Александр Николаевич Лопухин
(1779—1833)

Мать:

Екатерина Петровна Верещагина (ум. до 1818)

Супруг:

Николай Фёдорович Бахметьев (1797—1884)

Дети:

дочь Ольга (1836—1912)

Варва́ра Алекса́ндровна Бахме́тева, урождённая Лопухина (18159 сентября 1851) — русская дворянка, возлюбленная поэта Михаила Лермонтова.





Биография

Варвара Лопухина происходила из старинного дворянского рода. Её родителями были вяземский уездный предводитель дворянства Александр Николаевич Лопухин (1779—1833) и Екатерина Петровна Верещагина. Была 7 ребёнком из 8 детей, но из них 4 умерли в детстве. Её старший брат Алексей (1813—1872) и сестры Мария (1802—1877) и Елизавета (1809—1882; мать Н. Н. Трубецкого), были близкими друзьями Михаила Лермонтова с 1828 года, со времён его обучения в Москве. Сохранилась переписка Марии Лопухиной и Лермонтова.

Варвара Лопухина познакомилась с поэтом в ноябре 1831 года, когда приехала в Москву из имения. Молодые люди полюбили друг друга. Восемнадцатилетний поэт посвятил возлюбленной множество произведений:

Однако, все её движенья,
Улыбка, речи и черты
Так полны жизни, вдохновенья,
Так полны чудной простоты;
Но голос в душу проникает,
Как вспоминанье лучших дней…

По воспоминаниям родственников поэта, чувство любви к Лопухиной он сохранил до конца жизни. Однако семья Лопухиных выступала против подобного брака. Главным противником выступал отец, Александр Николаевич Лопухин. Также против такого союза высказывалась сестра Варвары и подруга Лермонтова Мария.

ЗАДАНИЯ ДЛЯ ВЫПОЛНЕНИЯ>
**1.** Перепишите дословно часть фрагмента о Варваре Лопухиной: начните с места, где стоят слова «Екатерина Петровна Верещагина (ум.», и остановитесь после слов «поэта Михаила Лермонтова.».
**2.** Продолжите биографию Варвары Лопухиной, начав сразу после последнего приведённого в ней предложения.
Строки, приведённые ниже, для работы не понадобятся.

ИСХОДНЫЕ ДАННЫЕ>
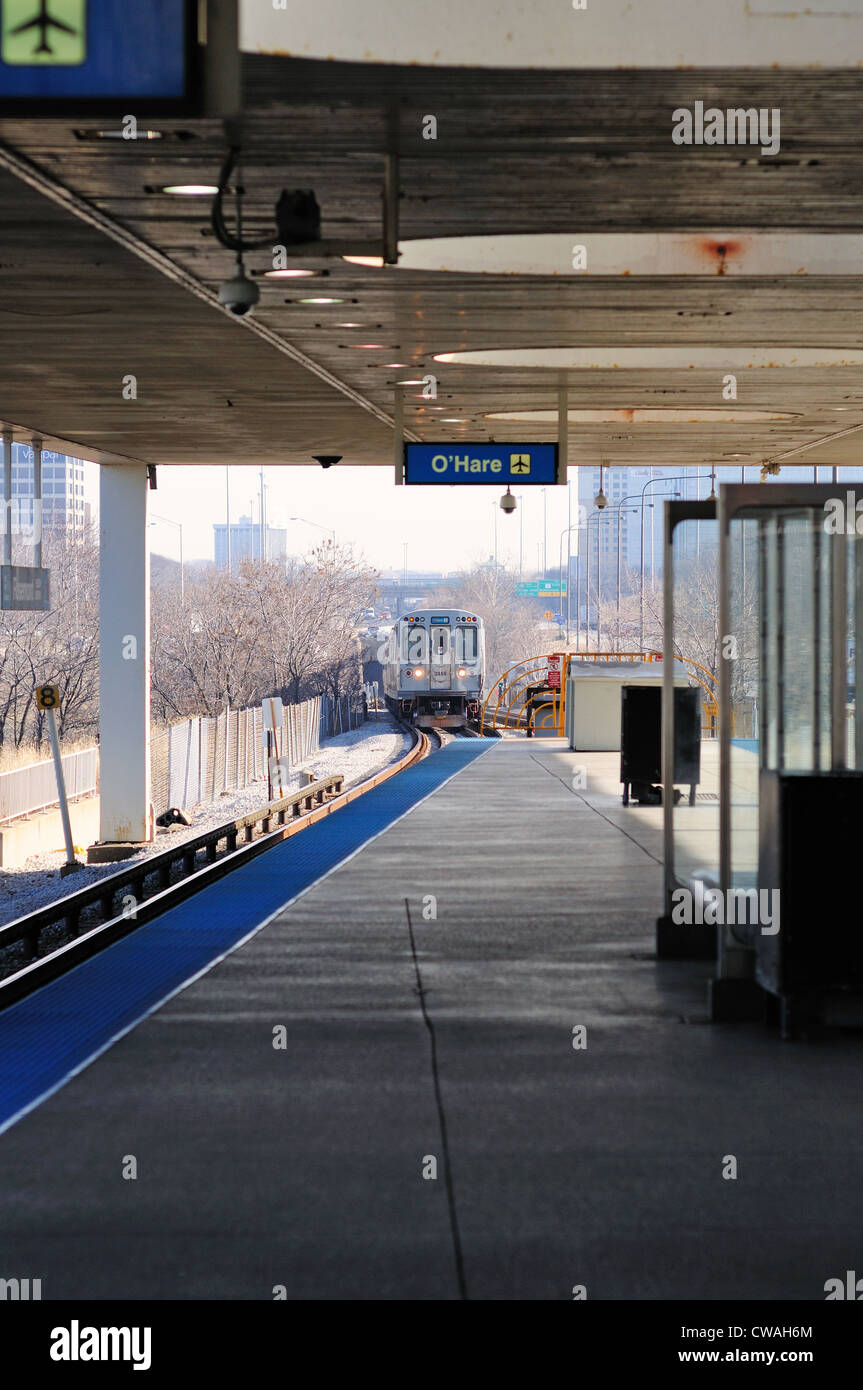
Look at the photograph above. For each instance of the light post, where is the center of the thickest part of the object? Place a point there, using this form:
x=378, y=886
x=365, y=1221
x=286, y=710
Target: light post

ОТВЕТЫ К ЗАДАНИЯМ>
**1.**
Екатерина Петровна Верещагина (ум. до 1818)

Супруг:

Николай Фёдорович Бахметьев (1797—1884)

Дети:

дочь Ольга (1836—1912)

Варва́ра Алекса́ндровна Бахме́тева, урождённая Лопухина (18159 сентября 1851) — русская дворянка, возлюбленная поэта Михаила Лермонтова.

**2.**
Замужество

В мае 1835 года Варвара Лопухина вышла замуж за действительного статского советника, богатого помещика Николая Фёдоровича Бахметева. Ему тогда было уже 37 лет, а Варваре только 20. О подробностях этого сватовства её внучатая племянница О. Н. Трубецкая писала[1]:

Судьба бедной Вареньки решилась случайно. В 1835 году на московских балах стал появляться Н. Ф. Бахметев[2]. Ему было 37 лет, когда он задумал жениться и стал ездить в свет, чтобы высмотреть себе невесту. Выбор его колебался между несколькими приглянувшимися ему барышнями, и он молился, чтобы Господь указал ему, на ком остановить выбор. В этих мыслях он приехал на бал в Дворянское собрание и подымался по лестнице, когда, желая обогнать его, Варенька Лопухина зацепила свой бальный шарф за пуговицу его фрака. Пришлось остановиться и долго распутывать бахрому, опутавшую пуговицы со всех сторон… Николай Федорович усмотрел в этом несомненное указание свыше - «перста, и посватался. Человек он был с большим состоянием и безупречной репутации. Не знаю, кто повлиял на бедную Вареньку, но предложение Бахметева было принято.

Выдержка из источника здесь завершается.